Put every line of the records below into a single JSON list of strings, one string per line, leaving out the blank lines.

#### Data to process

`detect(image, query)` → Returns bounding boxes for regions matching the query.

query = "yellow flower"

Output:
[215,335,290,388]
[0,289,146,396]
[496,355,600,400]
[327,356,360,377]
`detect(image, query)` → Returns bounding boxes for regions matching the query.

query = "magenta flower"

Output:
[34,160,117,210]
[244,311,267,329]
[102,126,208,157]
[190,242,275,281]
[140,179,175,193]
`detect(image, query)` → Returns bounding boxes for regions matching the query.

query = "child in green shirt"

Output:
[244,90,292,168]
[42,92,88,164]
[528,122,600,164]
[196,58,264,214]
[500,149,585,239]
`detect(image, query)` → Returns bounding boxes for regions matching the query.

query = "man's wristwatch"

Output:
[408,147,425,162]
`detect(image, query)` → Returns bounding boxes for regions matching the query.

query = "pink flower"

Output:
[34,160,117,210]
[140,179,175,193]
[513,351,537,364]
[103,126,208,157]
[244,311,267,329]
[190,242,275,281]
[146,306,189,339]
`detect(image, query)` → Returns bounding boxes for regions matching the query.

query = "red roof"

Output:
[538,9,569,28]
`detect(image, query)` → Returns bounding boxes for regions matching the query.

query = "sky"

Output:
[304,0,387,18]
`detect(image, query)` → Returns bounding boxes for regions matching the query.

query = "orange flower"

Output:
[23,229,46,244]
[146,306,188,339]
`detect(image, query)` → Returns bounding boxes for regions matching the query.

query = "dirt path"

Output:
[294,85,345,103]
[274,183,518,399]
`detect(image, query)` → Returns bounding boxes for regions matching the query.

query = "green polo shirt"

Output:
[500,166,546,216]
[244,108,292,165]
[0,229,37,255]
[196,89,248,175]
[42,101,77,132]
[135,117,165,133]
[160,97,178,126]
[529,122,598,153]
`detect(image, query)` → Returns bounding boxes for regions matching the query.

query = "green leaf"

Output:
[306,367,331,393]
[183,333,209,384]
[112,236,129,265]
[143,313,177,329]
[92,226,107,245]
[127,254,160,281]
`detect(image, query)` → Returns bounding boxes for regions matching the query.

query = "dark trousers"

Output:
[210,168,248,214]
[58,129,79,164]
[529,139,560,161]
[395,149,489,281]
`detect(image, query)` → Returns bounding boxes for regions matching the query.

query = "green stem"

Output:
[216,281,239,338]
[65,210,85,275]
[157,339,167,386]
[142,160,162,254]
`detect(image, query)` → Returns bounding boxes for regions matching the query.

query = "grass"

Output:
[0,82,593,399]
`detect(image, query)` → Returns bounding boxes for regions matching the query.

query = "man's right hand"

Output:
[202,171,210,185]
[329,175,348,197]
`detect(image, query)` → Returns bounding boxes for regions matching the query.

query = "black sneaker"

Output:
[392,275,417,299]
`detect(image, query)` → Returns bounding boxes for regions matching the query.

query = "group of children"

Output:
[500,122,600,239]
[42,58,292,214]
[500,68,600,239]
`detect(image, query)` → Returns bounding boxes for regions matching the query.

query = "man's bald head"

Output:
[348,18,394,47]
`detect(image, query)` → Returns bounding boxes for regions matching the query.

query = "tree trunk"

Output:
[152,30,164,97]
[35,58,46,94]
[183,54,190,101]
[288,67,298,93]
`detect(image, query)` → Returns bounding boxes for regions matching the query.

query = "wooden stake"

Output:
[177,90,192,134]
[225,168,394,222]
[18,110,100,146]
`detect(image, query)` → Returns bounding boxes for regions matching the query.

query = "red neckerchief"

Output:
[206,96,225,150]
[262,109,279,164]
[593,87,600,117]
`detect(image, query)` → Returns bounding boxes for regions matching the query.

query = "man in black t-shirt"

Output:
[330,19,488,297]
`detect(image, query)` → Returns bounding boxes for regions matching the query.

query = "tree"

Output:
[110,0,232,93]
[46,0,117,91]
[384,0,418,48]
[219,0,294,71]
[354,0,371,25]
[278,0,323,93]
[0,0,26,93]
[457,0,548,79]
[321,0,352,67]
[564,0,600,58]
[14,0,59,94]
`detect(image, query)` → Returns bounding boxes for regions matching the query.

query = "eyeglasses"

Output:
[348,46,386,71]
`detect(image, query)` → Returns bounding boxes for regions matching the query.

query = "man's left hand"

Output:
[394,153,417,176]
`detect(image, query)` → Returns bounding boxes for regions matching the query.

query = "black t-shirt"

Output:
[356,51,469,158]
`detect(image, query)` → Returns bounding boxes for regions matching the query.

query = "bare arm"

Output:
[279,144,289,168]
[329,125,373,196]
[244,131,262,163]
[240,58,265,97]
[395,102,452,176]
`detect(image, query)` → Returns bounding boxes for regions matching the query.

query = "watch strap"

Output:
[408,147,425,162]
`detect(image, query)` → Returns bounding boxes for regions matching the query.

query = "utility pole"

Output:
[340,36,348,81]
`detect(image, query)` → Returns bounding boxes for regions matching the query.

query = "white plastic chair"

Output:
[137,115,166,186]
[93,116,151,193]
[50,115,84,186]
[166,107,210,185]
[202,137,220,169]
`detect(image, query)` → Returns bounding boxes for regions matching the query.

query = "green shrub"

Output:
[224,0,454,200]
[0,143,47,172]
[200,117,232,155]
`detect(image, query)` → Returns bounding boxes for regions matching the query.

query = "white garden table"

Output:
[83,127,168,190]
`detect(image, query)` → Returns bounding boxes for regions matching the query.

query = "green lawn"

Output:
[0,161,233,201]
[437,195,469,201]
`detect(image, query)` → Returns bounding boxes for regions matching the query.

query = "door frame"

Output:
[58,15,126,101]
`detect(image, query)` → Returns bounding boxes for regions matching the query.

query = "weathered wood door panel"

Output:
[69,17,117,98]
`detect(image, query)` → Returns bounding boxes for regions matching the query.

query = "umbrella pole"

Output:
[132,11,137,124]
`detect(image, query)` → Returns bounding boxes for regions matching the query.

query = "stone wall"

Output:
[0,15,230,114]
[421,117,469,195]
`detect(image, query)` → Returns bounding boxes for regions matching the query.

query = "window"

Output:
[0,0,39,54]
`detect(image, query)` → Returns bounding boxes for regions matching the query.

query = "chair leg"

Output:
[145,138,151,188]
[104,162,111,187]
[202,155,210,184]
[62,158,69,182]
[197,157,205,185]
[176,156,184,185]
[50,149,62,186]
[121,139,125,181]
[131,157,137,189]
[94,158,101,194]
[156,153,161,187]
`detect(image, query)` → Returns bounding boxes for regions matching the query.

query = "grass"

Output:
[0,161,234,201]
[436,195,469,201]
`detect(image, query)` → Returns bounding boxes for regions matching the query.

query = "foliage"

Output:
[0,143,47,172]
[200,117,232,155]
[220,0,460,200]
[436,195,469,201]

########

▶ _Solution for this task_
[
  "`detect(image, query)` → Returns bounding boxes for regions matching the query.",
  "query = \"yellow flower\"",
  "Output:",
  "[215,335,290,388]",
  "[0,289,146,396]",
  "[496,355,600,400]",
  "[327,356,360,377]",
  "`detect(image, query)` → Returns bounding boxes for regions matching the query.",
  "query = \"magenta flower\"",
  "Output:",
  "[34,160,117,210]",
  "[244,311,267,329]",
  "[102,126,208,157]",
  "[190,242,275,281]",
  "[140,179,175,193]",
  "`detect(image, query)` → Returns bounding boxes for regions matching the query.",
  "query = \"child in green shirt\"",
  "Output:",
  "[244,90,292,168]",
  "[42,92,88,164]",
  "[528,122,600,164]",
  "[196,58,264,214]",
  "[500,149,585,239]",
  "`detect(image, query)` → Returns bounding boxes for regions matching the query.",
  "query = \"man's wristwatch\"",
  "Output:",
  "[408,147,425,162]",
  "`detect(image, query)` → Returns bounding boxes for regions matching the query.",
  "query = \"pink flower\"",
  "Output:",
  "[34,160,117,210]",
  "[140,179,175,193]",
  "[513,351,537,364]",
  "[103,126,208,157]",
  "[244,311,267,329]",
  "[190,242,275,281]",
  "[146,306,189,339]",
  "`detect(image, query)` → Returns bounding boxes for regions matching the query.",
  "query = \"red roof\"",
  "Output:",
  "[538,9,569,28]",
  "`detect(image, query)` → Returns bounding boxes for regions matching the query.",
  "query = \"sky\"",
  "Output:",
  "[304,0,387,18]",
  "`detect(image, query)` → Returns bounding boxes for regions matching the query.",
  "query = \"orange flower\"",
  "Output:",
  "[23,229,46,244]",
  "[146,306,188,339]",
  "`detect(image, query)` → Returns bounding boxes for regions matching the query.",
  "query = \"dirt path\"",
  "Output:",
  "[294,85,345,103]",
  "[274,183,518,399]",
  "`detect(image, query)` → Returns bounding boxes for regions matching the query.",
  "query = \"green polo shirt\"",
  "Output:",
  "[500,166,546,216]",
  "[244,108,292,165]",
  "[0,229,37,255]",
  "[196,89,248,175]",
  "[42,101,77,132]",
  "[135,117,165,133]",
  "[160,97,178,126]",
  "[529,122,598,153]",
  "`detect(image, query)` → Returns bounding boxes for regions matching the query.",
  "query = \"green leaf\"",
  "Output:",
  "[306,367,331,393]",
  "[183,333,209,384]",
  "[112,236,129,265]",
  "[143,313,177,329]",
  "[92,226,107,245]",
  "[127,254,160,281]",
  "`detect(image, query)` → Returns bounding boxes for regions matching the query.",
  "query = \"dark trousers\"",
  "Output:",
  "[210,168,248,214]",
  "[58,129,79,164]",
  "[529,139,560,161]",
  "[395,149,489,281]",
  "`detect(image, query)` → Returns bounding boxes for regions matching the query.",
  "query = \"green stem\"",
  "Output:",
  "[216,281,239,338]",
  "[65,210,85,275]",
  "[157,339,167,386]",
  "[142,160,162,254]",
  "`detect(image, query)` → Returns bounding boxes for regions matching the query.",
  "query = \"grass\"",
  "Output:",
  "[0,82,593,399]",
  "`detect(image, query)` → Returns bounding boxes for regions matching the query.",
  "query = \"man's right hand\"",
  "Output:",
  "[202,171,210,185]",
  "[329,175,348,197]",
  "`detect(image, query)` → Returns bounding boxes for regions matching the query.",
  "query = \"black sneaker\"",
  "Output:",
  "[392,275,417,299]",
  "`detect(image, query)` → Returns bounding boxes for regions matching the query.",
  "query = \"group of children\"",
  "Output:",
  "[500,122,600,239]",
  "[42,58,292,214]",
  "[500,68,600,239]",
  "`detect(image, query)` → Returns bounding boxes for regions matching the query.",
  "query = \"man's bald head\"",
  "Output:",
  "[348,18,394,47]",
  "`detect(image, query)` → Returns bounding boxes for regions matching the query.",
  "query = \"tree trunk\"",
  "Output:",
  "[152,30,164,97]",
  "[35,58,46,94]",
  "[183,54,190,101]",
  "[288,67,298,93]",
  "`detect(image, query)` → Returns bounding boxes for regions matching the query.",
  "query = \"wooden stake\"",
  "Output:",
  "[177,90,192,134]",
  "[225,168,394,222]",
  "[18,110,100,146]",
  "`detect(image, query)` → Returns bounding boxes for regions matching the query.",
  "query = \"red neckerchief\"",
  "Output:",
  "[206,96,225,150]",
  "[262,109,279,164]",
  "[593,87,600,117]",
  "`detect(image, query)` → Returns bounding boxes for regions matching the query.",
  "query = \"man in black t-shirt\"",
  "Output:",
  "[330,19,488,297]",
  "`detect(image, query)` → Returns bounding boxes for regions matching the query.",
  "query = \"tree\"",
  "Output:",
  "[110,0,232,93]",
  "[46,0,117,91]",
  "[384,0,418,48]",
  "[219,0,294,71]",
  "[354,0,371,25]",
  "[278,0,323,93]",
  "[0,0,26,93]",
  "[457,0,548,79]",
  "[321,0,352,67]",
  "[564,0,600,58]",
  "[14,0,59,94]",
  "`detect(image, query)` → Returns bounding boxes for regions matching the query.",
  "query = \"eyeglasses\"",
  "Output:",
  "[348,46,386,71]",
  "`detect(image, query)` → Returns bounding boxes for regions matching the query.",
  "query = \"man's left hand\"",
  "Output:",
  "[394,153,417,176]",
  "`detect(image, query)` → Returns bounding boxes for regions matching the query.",
  "query = \"black t-shirt\"",
  "Output:",
  "[356,51,469,158]",
  "`detect(image, query)` → Returns bounding boxes for regions matching the query.",
  "query = \"bare arm\"",
  "Output:",
  "[279,144,289,168]",
  "[329,125,373,196]",
  "[244,131,262,163]",
  "[240,58,265,97]",
  "[395,102,452,176]",
  "`detect(image, query)` → Returns bounding boxes for regions matching the query.",
  "query = \"watch strap\"",
  "Output:",
  "[408,147,425,162]",
  "`detect(image, query)` → Returns bounding boxes for regions matching the query.",
  "query = \"utility pole\"",
  "Output:",
  "[340,36,348,81]",
  "`detect(image, query)` → Returns bounding boxes for regions matching the query.",
  "query = \"white plastic chair\"",
  "Output:",
  "[137,115,166,186]",
  "[93,116,151,193]",
  "[50,115,84,186]",
  "[166,107,210,185]",
  "[202,137,220,169]",
  "`detect(image, query)` → Returns bounding boxes for regions matching the query.",
  "query = \"green shrub\"",
  "Output:",
  "[224,0,454,200]",
  "[0,143,47,172]",
  "[200,117,232,155]",
  "`detect(image, query)` → Returns bounding boxes for regions matching the query.",
  "query = \"white garden table\"",
  "Output:",
  "[83,127,168,190]",
  "`detect(image, query)` → Returns bounding boxes for regions matching the query.",
  "query = \"green lawn\"",
  "Output:",
  "[0,161,233,201]",
  "[437,195,469,201]",
  "`detect(image, query)` → Returns bounding boxes for regions matching the query.",
  "query = \"door frame\"",
  "Output:",
  "[58,15,126,101]",
  "`detect(image, query)` → Returns bounding boxes for regions matching the query.",
  "query = \"weathered wood door panel\"",
  "Output:",
  "[69,17,117,98]",
  "`detect(image, query)` → Returns bounding boxes for regions matching the query.",
  "query = \"umbrella pole\"",
  "Output:",
  "[132,11,137,124]",
  "`detect(image, query)` → Returns bounding boxes for regions matching the query.",
  "query = \"stone wall\"",
  "Output:",
  "[0,15,230,114]",
  "[421,117,469,195]",
  "`detect(image, query)` → Returns bounding boxes for regions matching the query.",
  "query = \"window\"",
  "Output:",
  "[0,0,39,54]",
  "`detect(image, query)` → Returns bounding boxes for regions matching the query.",
  "query = \"chair leg\"",
  "Output:",
  "[145,138,151,188]",
  "[104,162,111,187]",
  "[202,155,210,184]",
  "[62,158,69,182]",
  "[197,157,205,185]",
  "[176,156,184,185]",
  "[50,149,62,186]",
  "[121,139,125,181]",
  "[131,157,137,189]",
  "[94,158,101,194]",
  "[156,153,161,187]",
  "`detect(image, query)` → Returns bounding boxes for regions matching the query.",
  "query = \"grass\"",
  "Output:",
  "[0,161,234,201]",
  "[436,195,469,201]",
  "`detect(image, query)` → Returns bounding boxes for regions matching the query.",
  "query = \"foliage\"",
  "Output:",
  "[0,143,47,172]",
  "[200,117,232,155]",
  "[220,0,460,200]",
  "[436,195,469,201]"
]